Título: Gazeta à custa do contribuinte
Autor: Almeida, Amanda ; Colares, Juliana
Fonte: Correio Braziliense, 28/10/2012, Política, p. 14

Deputados faltam às sessões, caem na campanha e apresentam outras justificativas para não terem desconto no salário

O brasileiro pagou R$ 3 milhões, em 2012, para que deputados participassem de atividades partidárias em dias que deveriam estar no plenário da Câmara. Além de benefícios como os 14º e 15º salários e mesmo com as segundas e as sextas-feiras livres para trabalhar em suas bases eleitorais, a maioria faltou às sessões deliberativas sob a justificativa de que estava em “atendimento à obrigação político-partidária”, nomenclatura tão ampla quanto subjetiva. Na prática, evitaram descontos de cerca de R$ 800 por reunião, garantindo o polpudo salário de R$ 26.723,13, sem contar auxílios e outros penduricalhos.

Teve quem usasse o argumento para não comparecer à metade dos 70 dias destinados à votação de projetos. Entre os 10 parlamentares que mais se valeram dessa arma, seis foram candidatos nesta eleição. Segundo a Mesa Diretora, atividades eleitorais não poderiam entrar no bolo. Mas entraram.

Até a última sexta-feira, as atividades partidárias representaram 66,75% das justificativas apresentadas pelos parlamentares para abonar faltas, número cinco vezes maior que o de licenças para tratamento de saúde (12,82%). Dos 513 deputados, apenas 81 não alegaram agenda política para evitar descontos nas remunerações. Só 17 compareceram ao plenário em todos os dias de votação. Das 6.502 faltas contabilizadas neste ano, 793 (12,19%) não foram justificadas. Os parlamentares têm até 30 dias para apresentar as razões das ausências.

O corte de R$ 800 por não comparecimento pode parecer muito, mas não é. Se um cidadão comum contratado sob o regime de trabalho CLT para trabalhar 220 dias por ano recebesse o salário de um deputado e faltasse um dia sem justificativa, sofreria redução de R$ 1.943,50 no contracheque (veja ilustração). Diferentemente dos representantes do povo na Câmara, quando um celetista não comparece ao serviço, ele perde também a remuneração do dia de repouso semanal (em geral, o domingo). A partir da segunda falta na mesma semana, o desconto seria menor, R$ 971,75. Ainda assim, o valor é maior do que o retirado — ao menos na teoria — do bolso dos parlamentares.
========================================================================
• O que produzir:
Por favor, informe quantos dos 513 deputados não alegaram agenda política para evitar descontos, segundo o texto extraído. Os registros abaixo provêm de outra fonte.

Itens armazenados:
========================================================================
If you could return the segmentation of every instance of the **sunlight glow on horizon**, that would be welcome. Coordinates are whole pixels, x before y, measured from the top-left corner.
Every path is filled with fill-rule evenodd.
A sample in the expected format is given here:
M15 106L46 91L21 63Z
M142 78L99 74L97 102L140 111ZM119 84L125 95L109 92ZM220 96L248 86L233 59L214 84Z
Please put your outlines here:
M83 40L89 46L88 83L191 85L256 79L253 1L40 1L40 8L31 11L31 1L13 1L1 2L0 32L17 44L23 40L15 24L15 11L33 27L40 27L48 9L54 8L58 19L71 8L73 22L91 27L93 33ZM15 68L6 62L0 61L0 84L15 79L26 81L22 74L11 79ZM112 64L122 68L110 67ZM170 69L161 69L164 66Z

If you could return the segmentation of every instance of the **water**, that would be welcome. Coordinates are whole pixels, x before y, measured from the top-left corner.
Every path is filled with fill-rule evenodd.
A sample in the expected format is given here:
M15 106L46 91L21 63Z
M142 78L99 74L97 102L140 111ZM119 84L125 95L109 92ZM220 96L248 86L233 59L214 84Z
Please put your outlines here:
========================================================================
• Resolução do exercício:
81 deputados.